- [EXERCISE BRIEF]
Reproduce the forum thread on health testing in Chihuahua breeding word for word, from start to end.

+++ SELECTED PASSAGE

It would be interesting to have some UK breeders views on this. For without doubt, they must surely be just as keen to see the improvement in health within the breed 

Also perhaps those thinking of breeding Chihuahuas at some point.


----------



## Yoshismom (Jul 6, 2005)

Wow! I didnt realize that UK breeders did not health test?

The Chihuahua breeder's that I know and the one's that I have talked to in the rings do DO health testing and we are not talking about pups are really to young for most being tested for shows up. I am talking about testing the parents, grand parents, throughout the line BEFORE breeding the dogs. Now I do know that this does not ring true for all breeders that show. So for the most part they are breeding for both structure, health and temperment.

My GD's line are all health tested and I can go on a site right now and look at OFA, eye CERF, etc... and see what the results were. I in turn will make sure my boy is health tested and passes, and that he is a finished Champion before studding him out IF I decide to stud him out ;-)


----------



## jesshan (Sep 15, 2005)

I would like to see some sort of testing brought in to the UK.

I asked my vet about PL testing and they said that unless there was ANY movement in the patella's they wouldn't consider putting them under to check them by x-ray. 

I have to say that when I take mine for boosters they have their heart and legs tested and ANY doubts would result in a full test.

I have only had one which I bought in years ago which developed PL at about 2 years old and she was neutered and pet homed. END OF THAT LINE FOR ME. I would rather start again than continue to breed and pass something on.

I know Barbara's jago developed it early too - poor man, he's just lucky he got a good home there!

I find that in the UK a lot of breeders hide their 
head in the sand and do not like talking about problems.

I can't see what is wrong with talking about it myself.


----------



## Keeffer (Feb 26, 2008)

++++++
+++ THE DATA

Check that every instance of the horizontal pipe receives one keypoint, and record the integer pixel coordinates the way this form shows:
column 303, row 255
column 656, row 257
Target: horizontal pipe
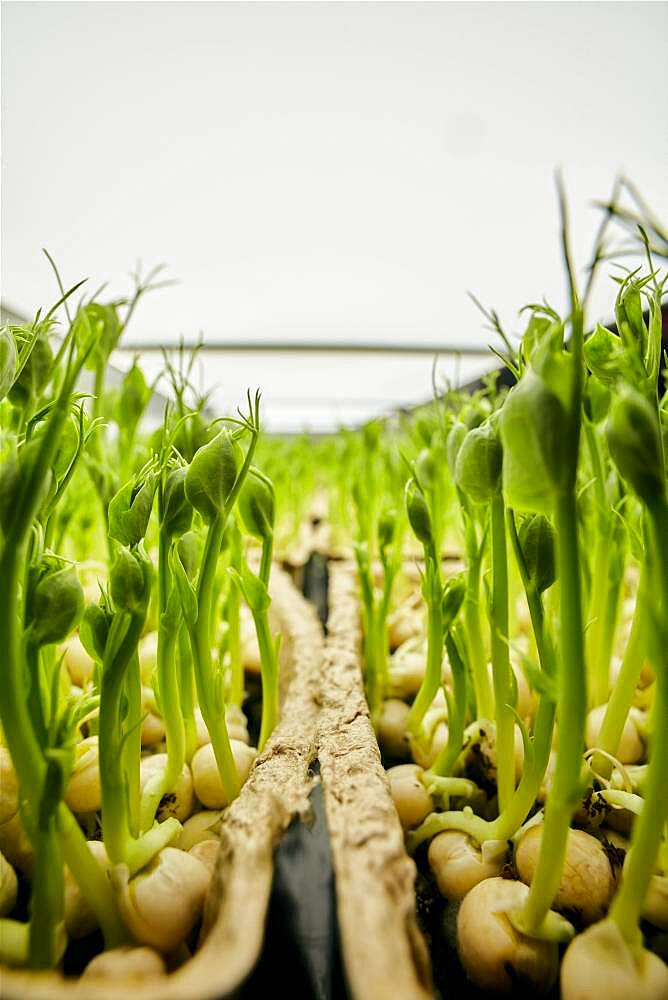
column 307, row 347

++++++
+++ THE DATA

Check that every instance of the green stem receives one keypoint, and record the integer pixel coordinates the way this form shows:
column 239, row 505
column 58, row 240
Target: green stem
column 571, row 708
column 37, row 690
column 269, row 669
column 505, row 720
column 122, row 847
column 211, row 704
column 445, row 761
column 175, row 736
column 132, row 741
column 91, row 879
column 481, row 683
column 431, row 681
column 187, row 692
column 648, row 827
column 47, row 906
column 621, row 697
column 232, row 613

++++++

- [PROBLEM SOLUTION]
It would be interesting to have some UK breeders views on this. For without doubt, they must surely be just as keen to see the improvement in health within the breed 

Also perhaps those thinking of breeding Chihuahuas at some point.


----------



## Yoshismom (Jul 6, 2005)

Wow! I didnt realize that UK breeders did not health test?

The Chihuahua breeder's that I know and the one's that I have talked to in the rings do DO health testing and we are not talking about pups are really to young for most being tested for shows up. I am talking about testing the parents, grand parents, throughout the line BEFORE breeding the dogs. Now I do know that this does not ring true for all breeders that show. So for the most part they are breeding for both structure, health and temperment.

My GD's line are all health tested and I can go on a site right now and look at OFA, eye CERF, etc... and see what the results were. I in turn will make sure my boy is health tested and passes, and that he is a finished Champion before studding him out IF I decide to stud him out ;-)


----------



## jesshan (Sep 15, 2005)

I would like to see some sort of testing brought in to the UK.

I asked my vet about PL testing and they said that unless there was ANY movement in the patella's they wouldn't consider putting them under to check them by x-ray. 

I have to say that when I take mine for boosters they have their heart and legs tested and ANY doubts would result in a full test.

I have only had one which I bought in years ago which developed PL at about 2 years old and she was neutered and pet homed. END OF THAT LINE FOR ME. I would rather start again than continue to breed and pass something on.

I know Barbara's jago developed it early too - poor man, he's just lucky he got a good home there!

I find that in the UK a lot of breeders hide their 
head in the sand and do not like talking about problems.

I can't see what is wrong with talking about it myself.


----------



## Keeffer (Feb 26, 2008)